Edit the material from the line with "Objective — a point for each instance of the cockpit" through the end, swapping "windshield" for "windscreen" and keeping everything else the same.
━━━━━ RECORDED DATA
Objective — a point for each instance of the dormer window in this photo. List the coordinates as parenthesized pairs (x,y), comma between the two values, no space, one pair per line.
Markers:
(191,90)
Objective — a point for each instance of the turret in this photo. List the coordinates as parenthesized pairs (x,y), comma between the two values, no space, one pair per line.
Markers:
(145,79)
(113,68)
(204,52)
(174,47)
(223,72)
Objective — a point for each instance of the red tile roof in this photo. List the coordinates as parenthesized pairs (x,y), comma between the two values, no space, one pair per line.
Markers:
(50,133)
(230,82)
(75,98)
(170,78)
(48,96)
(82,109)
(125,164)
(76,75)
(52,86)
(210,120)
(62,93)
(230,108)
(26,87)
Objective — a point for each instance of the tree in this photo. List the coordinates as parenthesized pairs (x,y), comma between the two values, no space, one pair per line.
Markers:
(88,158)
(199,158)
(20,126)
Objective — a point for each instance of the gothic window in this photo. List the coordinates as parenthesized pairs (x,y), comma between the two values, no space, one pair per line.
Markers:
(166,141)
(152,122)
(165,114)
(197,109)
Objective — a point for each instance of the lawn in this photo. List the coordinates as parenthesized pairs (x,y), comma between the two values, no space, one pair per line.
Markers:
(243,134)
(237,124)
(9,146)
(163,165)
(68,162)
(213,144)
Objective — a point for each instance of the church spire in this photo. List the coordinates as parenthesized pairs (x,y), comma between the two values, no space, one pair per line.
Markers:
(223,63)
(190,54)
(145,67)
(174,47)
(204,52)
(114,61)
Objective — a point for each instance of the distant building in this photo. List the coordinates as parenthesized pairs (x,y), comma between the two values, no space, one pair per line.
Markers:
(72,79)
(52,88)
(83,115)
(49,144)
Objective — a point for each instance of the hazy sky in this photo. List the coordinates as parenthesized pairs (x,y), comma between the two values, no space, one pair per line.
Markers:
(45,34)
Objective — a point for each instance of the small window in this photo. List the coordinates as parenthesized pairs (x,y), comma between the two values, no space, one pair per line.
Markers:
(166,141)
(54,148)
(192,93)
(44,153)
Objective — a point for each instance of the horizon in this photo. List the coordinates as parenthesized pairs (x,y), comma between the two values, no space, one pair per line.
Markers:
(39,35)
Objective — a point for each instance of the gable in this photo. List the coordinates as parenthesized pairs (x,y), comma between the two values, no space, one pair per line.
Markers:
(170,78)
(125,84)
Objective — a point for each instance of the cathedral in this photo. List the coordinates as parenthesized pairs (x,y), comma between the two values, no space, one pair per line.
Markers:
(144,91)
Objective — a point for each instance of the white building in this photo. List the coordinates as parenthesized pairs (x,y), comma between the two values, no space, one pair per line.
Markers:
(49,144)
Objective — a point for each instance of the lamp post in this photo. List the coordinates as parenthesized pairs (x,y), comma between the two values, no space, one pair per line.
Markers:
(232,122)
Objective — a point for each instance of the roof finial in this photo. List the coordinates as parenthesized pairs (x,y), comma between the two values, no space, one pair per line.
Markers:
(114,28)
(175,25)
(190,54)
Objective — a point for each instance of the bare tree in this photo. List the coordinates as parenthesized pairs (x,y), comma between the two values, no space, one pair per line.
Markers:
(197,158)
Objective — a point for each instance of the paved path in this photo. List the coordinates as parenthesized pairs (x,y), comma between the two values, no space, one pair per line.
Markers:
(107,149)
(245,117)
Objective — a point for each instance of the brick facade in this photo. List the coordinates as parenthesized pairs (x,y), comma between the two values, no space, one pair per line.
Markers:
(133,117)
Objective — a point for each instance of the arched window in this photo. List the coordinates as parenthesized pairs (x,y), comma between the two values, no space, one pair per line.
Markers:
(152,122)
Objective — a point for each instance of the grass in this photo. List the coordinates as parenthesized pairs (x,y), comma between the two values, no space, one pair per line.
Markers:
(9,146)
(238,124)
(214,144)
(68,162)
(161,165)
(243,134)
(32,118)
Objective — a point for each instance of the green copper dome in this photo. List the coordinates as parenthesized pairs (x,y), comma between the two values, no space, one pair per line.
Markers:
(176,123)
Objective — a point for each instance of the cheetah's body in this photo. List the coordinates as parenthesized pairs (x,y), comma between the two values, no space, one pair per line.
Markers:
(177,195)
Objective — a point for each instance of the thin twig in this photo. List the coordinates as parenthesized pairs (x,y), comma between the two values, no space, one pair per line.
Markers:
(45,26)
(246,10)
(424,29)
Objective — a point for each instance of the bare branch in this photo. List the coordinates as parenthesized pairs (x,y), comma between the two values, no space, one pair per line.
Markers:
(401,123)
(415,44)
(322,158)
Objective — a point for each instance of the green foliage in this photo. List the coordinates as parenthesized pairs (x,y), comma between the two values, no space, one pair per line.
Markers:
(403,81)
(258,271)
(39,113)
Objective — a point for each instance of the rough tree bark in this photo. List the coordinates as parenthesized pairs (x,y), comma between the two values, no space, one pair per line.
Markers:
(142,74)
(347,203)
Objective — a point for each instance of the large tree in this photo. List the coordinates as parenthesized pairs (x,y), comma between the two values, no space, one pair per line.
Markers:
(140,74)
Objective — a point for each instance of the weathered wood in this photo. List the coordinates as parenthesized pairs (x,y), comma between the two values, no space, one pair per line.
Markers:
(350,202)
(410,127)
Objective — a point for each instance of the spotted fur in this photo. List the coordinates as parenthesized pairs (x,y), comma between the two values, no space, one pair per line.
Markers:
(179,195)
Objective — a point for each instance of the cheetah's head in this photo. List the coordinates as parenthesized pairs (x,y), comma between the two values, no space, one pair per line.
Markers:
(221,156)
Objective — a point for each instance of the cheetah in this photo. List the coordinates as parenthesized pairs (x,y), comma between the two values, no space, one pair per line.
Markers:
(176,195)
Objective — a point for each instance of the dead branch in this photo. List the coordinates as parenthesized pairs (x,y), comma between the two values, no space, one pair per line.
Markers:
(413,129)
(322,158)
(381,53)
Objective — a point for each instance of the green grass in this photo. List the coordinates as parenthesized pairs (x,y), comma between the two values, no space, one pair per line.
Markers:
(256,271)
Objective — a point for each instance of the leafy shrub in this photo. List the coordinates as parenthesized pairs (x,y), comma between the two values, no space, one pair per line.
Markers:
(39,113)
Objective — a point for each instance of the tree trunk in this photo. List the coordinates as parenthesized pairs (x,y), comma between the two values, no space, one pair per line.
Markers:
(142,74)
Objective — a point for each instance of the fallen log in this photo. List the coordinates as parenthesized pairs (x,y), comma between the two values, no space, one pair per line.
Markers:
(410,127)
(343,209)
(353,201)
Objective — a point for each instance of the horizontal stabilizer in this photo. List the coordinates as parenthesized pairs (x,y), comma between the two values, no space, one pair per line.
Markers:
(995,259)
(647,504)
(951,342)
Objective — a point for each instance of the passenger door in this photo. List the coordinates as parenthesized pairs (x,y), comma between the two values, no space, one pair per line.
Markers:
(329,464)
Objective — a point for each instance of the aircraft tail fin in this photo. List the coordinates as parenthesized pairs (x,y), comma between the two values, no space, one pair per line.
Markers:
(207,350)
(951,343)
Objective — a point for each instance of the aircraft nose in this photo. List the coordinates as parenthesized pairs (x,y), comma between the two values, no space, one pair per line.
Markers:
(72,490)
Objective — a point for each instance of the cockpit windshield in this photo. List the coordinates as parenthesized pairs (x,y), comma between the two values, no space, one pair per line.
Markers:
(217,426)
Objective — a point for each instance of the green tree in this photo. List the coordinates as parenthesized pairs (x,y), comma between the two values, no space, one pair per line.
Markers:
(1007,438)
━━━━━━━━━━
OUTPUT FOR THIS TASK
Objective — a point for each instance of the cockpit windscreen in this photo. List the coordinates as parenthesized pairs (x,y), comma between the two values, no space, one pair per line.
Markers:
(217,426)
Objective — a point for each instance of the green tree in this photo. List the coordinates as parenthesized pairs (x,y), comma between the two values, no space, one pair per line.
Markers:
(1007,438)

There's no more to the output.